• [What the task asks]:
Shift every bounding-box coordinate in the listing by adding -101, and write the lines out again in full, beginning at the line that has "Tight boxes only — no extra padding. Annotate the sky" and stopping after the line that has "[197,0,500,312]". Return only those lines.

• [Material to process]:

┌──

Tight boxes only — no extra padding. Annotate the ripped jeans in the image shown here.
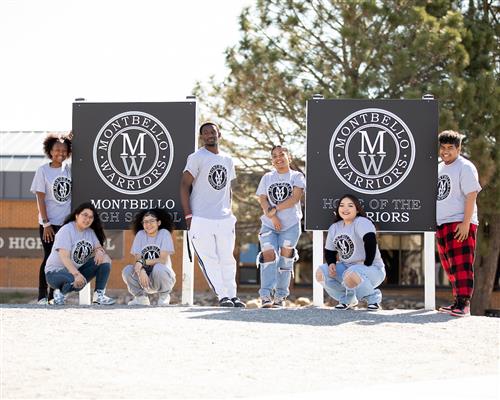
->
[257,223,301,299]
[318,262,385,304]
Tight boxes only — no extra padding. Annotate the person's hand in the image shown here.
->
[454,222,470,242]
[266,206,278,218]
[134,261,142,277]
[139,269,149,289]
[43,225,55,243]
[73,272,87,289]
[328,263,337,278]
[271,215,281,231]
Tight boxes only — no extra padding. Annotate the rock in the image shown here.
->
[246,299,260,308]
[295,297,312,307]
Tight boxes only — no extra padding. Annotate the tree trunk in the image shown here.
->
[471,214,500,315]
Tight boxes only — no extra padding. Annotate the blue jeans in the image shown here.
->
[257,223,301,299]
[318,263,385,304]
[45,257,111,294]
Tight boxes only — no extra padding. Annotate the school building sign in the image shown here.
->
[306,99,438,232]
[72,101,196,229]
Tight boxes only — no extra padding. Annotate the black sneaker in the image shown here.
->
[261,297,273,308]
[219,297,234,307]
[438,299,458,314]
[231,297,247,308]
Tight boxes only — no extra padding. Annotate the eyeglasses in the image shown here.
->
[79,213,94,219]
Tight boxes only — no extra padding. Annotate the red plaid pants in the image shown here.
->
[436,222,477,298]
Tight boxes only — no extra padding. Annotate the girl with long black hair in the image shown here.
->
[122,208,175,306]
[316,194,385,310]
[45,202,115,305]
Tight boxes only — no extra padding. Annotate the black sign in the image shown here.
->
[72,102,196,229]
[0,229,123,259]
[306,100,438,232]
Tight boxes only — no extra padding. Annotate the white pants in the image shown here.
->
[188,215,236,300]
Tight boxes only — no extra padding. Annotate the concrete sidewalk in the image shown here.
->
[0,305,500,400]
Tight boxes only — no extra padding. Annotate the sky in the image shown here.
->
[0,0,255,131]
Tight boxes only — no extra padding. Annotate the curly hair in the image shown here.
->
[334,193,367,222]
[132,208,173,234]
[63,202,106,246]
[43,134,71,159]
[199,121,220,135]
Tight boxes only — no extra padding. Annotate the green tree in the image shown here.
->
[197,0,500,312]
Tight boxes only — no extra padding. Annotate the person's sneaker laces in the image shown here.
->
[273,297,286,308]
[231,297,247,308]
[335,301,358,310]
[438,299,458,314]
[158,293,170,306]
[260,297,273,308]
[450,298,470,317]
[93,289,116,306]
[127,296,150,306]
[219,297,234,307]
[54,289,66,306]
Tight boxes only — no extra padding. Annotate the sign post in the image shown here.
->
[306,96,438,309]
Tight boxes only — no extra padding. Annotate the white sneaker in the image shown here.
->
[54,289,66,306]
[128,296,150,306]
[158,293,170,306]
[93,290,116,306]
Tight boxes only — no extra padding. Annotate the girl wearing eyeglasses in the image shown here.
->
[122,208,175,306]
[45,203,115,305]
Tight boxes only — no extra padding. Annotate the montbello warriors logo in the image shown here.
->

└──

• [Solved problem]:
Tight boxes only — no extra padding. Annotate the sky in the image shown here.
->
[-101,-101,154,30]
Tight boxes only — no extra padding. Annotate the curly hair in the image shown here.
->
[233,92,266,121]
[31,107,72,133]
[-38,101,5,145]
[-58,33,-30,58]
[98,20,119,34]
Tight boxes only — no extra padding. Annotate the green tree in the image shown here.
->
[96,-101,399,211]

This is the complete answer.